▼▼▼
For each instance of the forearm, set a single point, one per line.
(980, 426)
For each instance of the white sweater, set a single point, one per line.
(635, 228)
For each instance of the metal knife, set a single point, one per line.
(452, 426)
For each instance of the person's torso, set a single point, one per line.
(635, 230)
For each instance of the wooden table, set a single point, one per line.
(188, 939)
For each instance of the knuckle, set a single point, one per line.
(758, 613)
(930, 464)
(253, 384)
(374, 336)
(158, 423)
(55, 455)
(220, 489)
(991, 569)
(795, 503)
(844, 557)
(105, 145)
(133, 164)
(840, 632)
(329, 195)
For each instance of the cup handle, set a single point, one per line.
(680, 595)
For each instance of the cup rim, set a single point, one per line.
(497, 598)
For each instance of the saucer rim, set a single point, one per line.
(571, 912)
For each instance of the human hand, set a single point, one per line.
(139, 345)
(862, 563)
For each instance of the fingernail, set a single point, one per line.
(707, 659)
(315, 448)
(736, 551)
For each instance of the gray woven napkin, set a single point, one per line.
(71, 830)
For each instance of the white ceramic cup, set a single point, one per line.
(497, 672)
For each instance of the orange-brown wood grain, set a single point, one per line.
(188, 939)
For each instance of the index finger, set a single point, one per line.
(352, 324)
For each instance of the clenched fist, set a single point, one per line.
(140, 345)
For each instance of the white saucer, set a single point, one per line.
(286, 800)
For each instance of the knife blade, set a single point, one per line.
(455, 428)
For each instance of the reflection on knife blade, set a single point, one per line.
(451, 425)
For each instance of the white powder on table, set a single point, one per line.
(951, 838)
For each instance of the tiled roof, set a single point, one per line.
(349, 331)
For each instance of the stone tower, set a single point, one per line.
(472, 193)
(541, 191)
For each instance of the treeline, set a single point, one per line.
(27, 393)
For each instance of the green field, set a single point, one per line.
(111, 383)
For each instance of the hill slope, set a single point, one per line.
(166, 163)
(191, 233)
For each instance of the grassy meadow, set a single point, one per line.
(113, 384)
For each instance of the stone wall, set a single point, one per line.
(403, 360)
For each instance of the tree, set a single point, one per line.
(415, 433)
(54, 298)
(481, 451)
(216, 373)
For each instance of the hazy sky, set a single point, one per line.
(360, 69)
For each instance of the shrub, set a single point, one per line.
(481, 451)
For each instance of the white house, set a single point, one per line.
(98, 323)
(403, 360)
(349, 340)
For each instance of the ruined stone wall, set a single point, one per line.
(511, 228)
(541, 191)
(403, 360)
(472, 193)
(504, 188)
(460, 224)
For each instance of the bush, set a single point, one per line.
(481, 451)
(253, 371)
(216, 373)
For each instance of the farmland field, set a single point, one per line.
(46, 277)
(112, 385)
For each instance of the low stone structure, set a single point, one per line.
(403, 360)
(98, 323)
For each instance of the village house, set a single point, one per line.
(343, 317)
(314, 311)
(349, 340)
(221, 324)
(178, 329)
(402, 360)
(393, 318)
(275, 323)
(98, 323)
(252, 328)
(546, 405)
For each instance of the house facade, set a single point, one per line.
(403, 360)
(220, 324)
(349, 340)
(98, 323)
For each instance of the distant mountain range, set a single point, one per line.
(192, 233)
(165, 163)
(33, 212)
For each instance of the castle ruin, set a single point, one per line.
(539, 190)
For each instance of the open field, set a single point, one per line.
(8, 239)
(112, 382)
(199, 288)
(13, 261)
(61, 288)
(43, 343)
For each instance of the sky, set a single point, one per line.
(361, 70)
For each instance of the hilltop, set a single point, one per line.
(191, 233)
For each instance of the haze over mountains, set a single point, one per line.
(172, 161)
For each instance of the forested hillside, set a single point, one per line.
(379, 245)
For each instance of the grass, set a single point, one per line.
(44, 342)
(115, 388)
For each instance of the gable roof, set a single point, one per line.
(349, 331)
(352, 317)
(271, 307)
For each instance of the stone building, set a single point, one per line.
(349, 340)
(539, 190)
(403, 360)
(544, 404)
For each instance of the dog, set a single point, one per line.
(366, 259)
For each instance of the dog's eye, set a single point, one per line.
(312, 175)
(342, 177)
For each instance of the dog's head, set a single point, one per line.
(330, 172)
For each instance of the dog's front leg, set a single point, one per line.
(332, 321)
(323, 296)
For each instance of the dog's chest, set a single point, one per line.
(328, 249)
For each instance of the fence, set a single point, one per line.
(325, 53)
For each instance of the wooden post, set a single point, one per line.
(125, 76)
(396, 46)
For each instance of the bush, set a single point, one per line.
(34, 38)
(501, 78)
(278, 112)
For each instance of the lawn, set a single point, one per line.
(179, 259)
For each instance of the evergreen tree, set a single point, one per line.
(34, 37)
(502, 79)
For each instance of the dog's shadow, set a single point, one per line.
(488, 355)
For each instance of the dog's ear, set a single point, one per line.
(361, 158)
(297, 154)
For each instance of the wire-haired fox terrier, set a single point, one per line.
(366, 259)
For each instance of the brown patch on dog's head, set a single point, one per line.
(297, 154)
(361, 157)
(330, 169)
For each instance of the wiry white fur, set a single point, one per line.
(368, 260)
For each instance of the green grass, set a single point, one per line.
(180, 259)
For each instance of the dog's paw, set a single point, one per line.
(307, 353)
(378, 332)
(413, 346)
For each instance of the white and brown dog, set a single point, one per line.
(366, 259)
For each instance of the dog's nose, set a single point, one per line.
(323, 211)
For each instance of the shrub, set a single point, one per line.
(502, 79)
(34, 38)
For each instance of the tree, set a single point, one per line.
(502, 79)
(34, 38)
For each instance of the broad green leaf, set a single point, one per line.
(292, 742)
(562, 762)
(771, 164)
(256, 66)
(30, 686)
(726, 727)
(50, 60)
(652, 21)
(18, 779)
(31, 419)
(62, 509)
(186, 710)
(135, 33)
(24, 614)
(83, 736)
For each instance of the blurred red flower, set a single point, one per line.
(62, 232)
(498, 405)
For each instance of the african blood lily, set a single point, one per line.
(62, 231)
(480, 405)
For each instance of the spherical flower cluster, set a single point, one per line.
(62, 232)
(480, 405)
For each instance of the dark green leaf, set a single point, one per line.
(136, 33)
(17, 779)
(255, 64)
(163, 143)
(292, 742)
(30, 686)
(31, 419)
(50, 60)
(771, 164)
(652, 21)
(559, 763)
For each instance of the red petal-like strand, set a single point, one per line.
▲▲▲
- _What this task involves_: Take the entries above and return all of them exactly.

- _Output for this task_:
For each instance of the forearm, set a single point, one per line.
(980, 426)
For each instance of the white sweater, set a single point, one per line.
(635, 228)
For each instance of the metal knife, set a single point, one per line.
(452, 426)
For each instance of the person's torso, set a single point, one per line.
(635, 230)
For each instance of the wooden table, set a single point, one per line.
(188, 939)
For each instance of the knuckle, set a single point, one per line.
(758, 613)
(930, 464)
(253, 384)
(374, 336)
(158, 423)
(55, 455)
(220, 489)
(991, 569)
(795, 503)
(844, 557)
(105, 145)
(133, 164)
(840, 632)
(329, 195)
For each instance of the cup handle, set a single point, one per line.
(680, 595)
For each instance of the cup rim, set a single point, one per line.
(497, 598)
For each instance of the saucer rim, set a single point, one per line.
(571, 912)
For each instance of the human hand, set a single point, one per line.
(139, 345)
(862, 563)
For each instance of the fingernail, set a single point, one per line.
(707, 659)
(315, 448)
(736, 551)
For each instance of the gray woven napkin, set a single point, one per line.
(71, 830)
For each instance of the white ceramic cup, set a single point, one per line.
(497, 672)
For each instance of the orange-brown wood grain, set a single point, one per line.
(188, 939)
For each instance of the index finger, set a single point, one per line.
(352, 324)
For each instance of the clenched fist, set a single point, one per line.
(140, 345)
For each instance of the white saucer, set a single point, one per line.
(286, 800)
For each instance of the knife blade, set a single point, one per line.
(455, 428)
For each instance of the reflection on knife blade, set a single point, one per line.
(451, 425)
For each instance of the white powder on table, set a single point, one per line.
(951, 838)
For each instance of the tiled roof, set a single point, one per line.
(349, 331)
For each instance of the stone tower, set a single point, one per line.
(472, 193)
(541, 191)
For each instance of the treeline, set a single point, one per line.
(27, 393)
For each instance of the green field, set a single point, one per line.
(111, 383)
For each instance of the hill slope, set a single point, one per line.
(166, 163)
(191, 233)
For each instance of the grassy meadow, set a single point, one per line.
(113, 384)
For each instance of the stone wall, set a single point, one per line.
(403, 360)
For each instance of the tree, set a single point, one per line.
(415, 433)
(54, 298)
(481, 451)
(216, 373)
For each instance of the hazy sky, set a single point, one per line.
(360, 69)
For each instance of the shrub, set a single point, one per line.
(481, 451)
For each instance of the white house, set a single point, one per line.
(98, 323)
(403, 360)
(349, 340)
For each instance of the ruined stone wall, set a single point, one per line.
(511, 228)
(541, 191)
(403, 360)
(472, 193)
(504, 188)
(460, 224)
For each instance of the bush, set a single point, one per line.
(481, 451)
(253, 371)
(216, 373)
For each instance of the farmland field, set a single point, one per line.
(46, 277)
(112, 385)
For each instance of the low stone structure, set a single point, one per line.
(403, 360)
(98, 323)
For each instance of the village house, set a single point, one per line.
(343, 317)
(314, 311)
(349, 340)
(221, 324)
(178, 329)
(402, 360)
(393, 318)
(275, 323)
(98, 323)
(252, 328)
(546, 405)
For each instance of the house facade, set a single point, one per line.
(403, 360)
(220, 324)
(349, 340)
(98, 323)
For each instance of the distant mountain range, set a single point, one per line.
(192, 233)
(165, 163)
(33, 212)
For each instance of the castle ruin, set a single point, one per line.
(539, 190)
For each instance of the open field, set a single point, one per line.
(8, 239)
(112, 382)
(199, 288)
(13, 261)
(61, 288)
(43, 343)
For each instance of the sky, set a single point, one per line.
(361, 70)
For each instance of the hilltop, set a single point, one per line.
(191, 233)
For each instance of the haze over mountains, set a single point, one per line.
(172, 161)
For each instance of the forested hillside, set a single point, one per line.
(379, 245)
For each instance of the grass, set a single point, one per line.
(44, 342)
(115, 388)
For each instance of the gable roof, set a single point, one per line.
(349, 331)
(352, 317)
(271, 307)
For each instance of the stone building, set a single point, one per line.
(349, 340)
(539, 190)
(403, 360)
(544, 404)
For each instance of the dog, set a single point, one per line.
(366, 259)
For each instance of the dog's eye, set a single point, one per line.
(312, 175)
(342, 177)
For each instance of the dog's head, set a single point, one per line.
(330, 172)
For each instance of the dog's front leg, set a single point, one per line.
(332, 321)
(323, 296)
For each instance of the dog's chest, set a single point, one per line.
(328, 249)
For each instance of the fence, set a single point, one per line.
(325, 53)
For each instance of the wooden post, set a single point, one per line.
(125, 76)
(396, 46)
For each instance of the bush, set a single point, one per line.
(34, 38)
(501, 78)
(278, 112)
For each instance of the lawn, set a single point, one per line.
(179, 259)
For each instance of the evergreen tree, set a single point, one per line.
(34, 37)
(502, 79)
For each instance of the dog's shadow, set a single point, one per line.
(488, 355)
For each instance of the dog's ear, set a single point, one per line.
(361, 158)
(297, 154)
For each instance of the wire-haired fox terrier, set a single point, one per line.
(366, 259)
For each instance of the brown patch on dog's head, set a single point, one per line.
(297, 154)
(361, 157)
(330, 169)
For each instance of the wiry white fur, set a single point, one per line.
(368, 260)
For each instance of the green grass, set a single point, one per line.
(180, 259)
For each instance of the dog's paw, set a single point, one per line.
(307, 353)
(378, 332)
(413, 346)
For each instance of the white and brown dog, set a single point, one per line.
(366, 259)
For each instance of the dog's nose, set a single point, one per line.
(323, 211)
For each instance of the shrub, set a single point, one per line.
(502, 79)
(34, 38)
For each instance of the tree, set a single point, one per line.
(502, 79)
(34, 38)
For each instance of the broad green leaf, set a single point, one per line.
(292, 742)
(562, 762)
(771, 164)
(256, 66)
(30, 686)
(726, 727)
(50, 60)
(652, 21)
(18, 779)
(31, 419)
(62, 509)
(186, 710)
(135, 33)
(24, 614)
(83, 736)
For each instance of the blurred red flower, set a single point, one per line.
(62, 232)
(498, 405)
For each instance of the african blood lily, set a single point, one per line.
(62, 231)
(480, 405)
For each instance of the spherical flower cluster, set a single point, one per line.
(62, 232)
(480, 405)
For each instance of the dark green leaf, set a single point, one per line.
(136, 33)
(17, 779)
(255, 64)
(163, 143)
(292, 742)
(30, 686)
(31, 419)
(50, 60)
(771, 164)
(652, 21)
(559, 763)
For each instance of the red petal-like strand, set a single point, one per line.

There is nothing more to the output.